• Work to complete:
1. Extract the passage of the review of One Night in Miami that begins at the words "Review: One Night" and ends after "God gave you?", copying it verbatim.
2. Reproduce the entries from the line that has "the car wheel" through the last line of the entries, replacing "building" with "structure" and changing nothing else. Return only those lines.

• Text to read:
Review: One Night in Miami Is No Knockout, But It Packs a Punch

Who taught you to hate the color of your skin? Who taught you to hate the texture of your hair? ... Who taught you to hate yourself from the top of your head to the soles of your feet? ... Who taught you to hate being what God gave you?
— Malcolm X

I’m not the greatest; I’m the double greatest. Not only do I knock ’em out, I pick the round.
— Cassius Clay

Cassius Clay and Malcolm X were two of the most electrifying figures of the twentieth century, men who upended and rewrote the nation’s entire conversation about race. Malcolm X preached a powerful message of empowerment: He said that black people were strong and beautiful. Unlike his contemporary, Martin Luther King Jr., he also preached militancy, self-sufficiency and separatism. There was something about Malcolm’s persona — the combination of mental toughness, righteous anger and scholarly, disciplined demeanor — that made his words catch fire. Eventually, after a trip to Mecca, he softened his tone toward whites, recalling a young white girl he’d brushed off when she asked what she could do to help the cause: “I regret that I told her she could do ‘nothing.’ I wish now that I knew her name, or where I could telephone her, and tell her what I tell white people now when they present themselves as being sincere, and ask me, one way or another, the same thing that she asked.” And then there was Cassius Clay, the potent embodiment of black pride, full of youthful arrogance and loudly proclaiming his invincibility.

Kemp Powers’s One Night in Miami captures the two men at a pivotal moment in their lives, partying in a hotel room immediately after the victory over Sonny Liston that made Clay the world heavyweight champion. Malcolm is thinking about leaving the Nation of Islam; in less than a year, he will be assassinated, supposedly by three of its members. At the same time, Clay, Malcolm’s protégé, is about to convert and change his name to Muhammad Ali. There are two other iconic figures in the room: singer-entrepreneur Sam Cooke and famed NFL running back Jim Brown. A couple of Nation of Islam strongmen lurk outside (are they there to protect Malcolm, or keep tabs on him?), and there are several cartons of vanilla ice cream in the freezer.

• Excerpted records:
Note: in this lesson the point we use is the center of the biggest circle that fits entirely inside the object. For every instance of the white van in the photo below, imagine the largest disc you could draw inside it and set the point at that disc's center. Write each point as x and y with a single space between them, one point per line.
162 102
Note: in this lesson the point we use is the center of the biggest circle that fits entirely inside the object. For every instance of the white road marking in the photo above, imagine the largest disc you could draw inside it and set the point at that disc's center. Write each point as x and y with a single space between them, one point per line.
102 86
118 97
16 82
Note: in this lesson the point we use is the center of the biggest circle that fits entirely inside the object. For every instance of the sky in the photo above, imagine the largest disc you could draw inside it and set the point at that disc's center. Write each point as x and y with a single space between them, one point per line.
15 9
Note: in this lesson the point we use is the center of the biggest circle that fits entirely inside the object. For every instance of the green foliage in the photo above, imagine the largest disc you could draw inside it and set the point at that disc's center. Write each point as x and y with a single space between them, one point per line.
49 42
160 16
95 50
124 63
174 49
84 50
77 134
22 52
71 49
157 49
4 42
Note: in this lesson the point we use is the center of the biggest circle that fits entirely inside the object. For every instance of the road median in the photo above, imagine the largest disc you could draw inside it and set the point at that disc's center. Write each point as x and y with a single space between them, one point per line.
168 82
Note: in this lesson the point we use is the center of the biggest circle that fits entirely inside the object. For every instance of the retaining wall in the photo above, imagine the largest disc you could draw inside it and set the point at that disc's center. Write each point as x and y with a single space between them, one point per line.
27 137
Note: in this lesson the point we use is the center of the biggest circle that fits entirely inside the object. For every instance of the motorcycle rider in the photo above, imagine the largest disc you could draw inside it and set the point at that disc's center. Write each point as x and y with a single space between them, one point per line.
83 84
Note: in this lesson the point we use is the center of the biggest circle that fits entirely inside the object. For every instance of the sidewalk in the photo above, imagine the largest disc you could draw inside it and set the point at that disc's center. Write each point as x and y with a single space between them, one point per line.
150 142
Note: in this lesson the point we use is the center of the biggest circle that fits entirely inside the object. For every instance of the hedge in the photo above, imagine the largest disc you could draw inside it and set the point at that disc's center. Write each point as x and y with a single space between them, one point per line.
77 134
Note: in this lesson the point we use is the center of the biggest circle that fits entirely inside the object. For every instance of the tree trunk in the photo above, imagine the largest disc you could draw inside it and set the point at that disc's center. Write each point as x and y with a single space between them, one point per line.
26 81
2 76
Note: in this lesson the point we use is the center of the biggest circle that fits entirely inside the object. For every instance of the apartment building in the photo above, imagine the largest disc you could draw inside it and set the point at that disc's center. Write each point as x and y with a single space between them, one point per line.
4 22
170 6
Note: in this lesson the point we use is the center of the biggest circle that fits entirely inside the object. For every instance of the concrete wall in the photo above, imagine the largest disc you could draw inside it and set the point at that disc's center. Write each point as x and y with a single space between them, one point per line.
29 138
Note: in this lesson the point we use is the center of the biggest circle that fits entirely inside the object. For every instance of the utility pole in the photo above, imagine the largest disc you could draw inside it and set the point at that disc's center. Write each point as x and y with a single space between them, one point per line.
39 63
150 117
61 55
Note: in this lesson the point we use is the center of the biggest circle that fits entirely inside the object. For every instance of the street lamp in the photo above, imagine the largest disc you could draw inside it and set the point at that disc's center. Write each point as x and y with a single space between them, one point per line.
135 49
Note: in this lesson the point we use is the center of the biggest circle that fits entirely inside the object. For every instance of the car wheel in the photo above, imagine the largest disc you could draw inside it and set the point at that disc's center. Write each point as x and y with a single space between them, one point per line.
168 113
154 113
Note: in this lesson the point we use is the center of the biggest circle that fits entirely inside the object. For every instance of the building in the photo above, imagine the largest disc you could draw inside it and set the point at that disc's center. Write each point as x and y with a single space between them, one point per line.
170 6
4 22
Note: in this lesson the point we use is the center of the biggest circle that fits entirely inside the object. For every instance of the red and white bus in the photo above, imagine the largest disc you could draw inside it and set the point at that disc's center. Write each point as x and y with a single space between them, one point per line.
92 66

• Responses by task:
1.
Review: One Night in Miami Is No Knockout, But It Packs a Punch

Who taught you to hate the color of your skin? Who taught you to hate the texture of your hair? ... Who taught you to hate yourself from the top of your head to the soles of your feet? ... Who taught you to hate being what God gave you?

2.
Note: in this lesson the point we use is the center of the biggest circle that fits entirely inside the object. For every instance of the car wheel in the photo above, imagine the largest disc you could draw inside it and set the point at that disc's center. Write each point as x and y with a single space between them, one point per line.
168 113
154 113
Note: in this lesson the point we use is the center of the biggest circle that fits entirely inside the object. For every instance of the structure in the photo above, imagine the largest disc you could draw inside it and set the point at that disc's center. Write each point as x and y with a single space between them, one point per line.
170 6
4 22
Note: in this lesson the point we use is the center of the biggest circle that fits entirely inside the object. For every instance of the red and white bus in the photo above, imagine the largest disc you could draw inside it and set the point at that disc's center. Write each point as x and y with a single space between them, one point per line.
92 66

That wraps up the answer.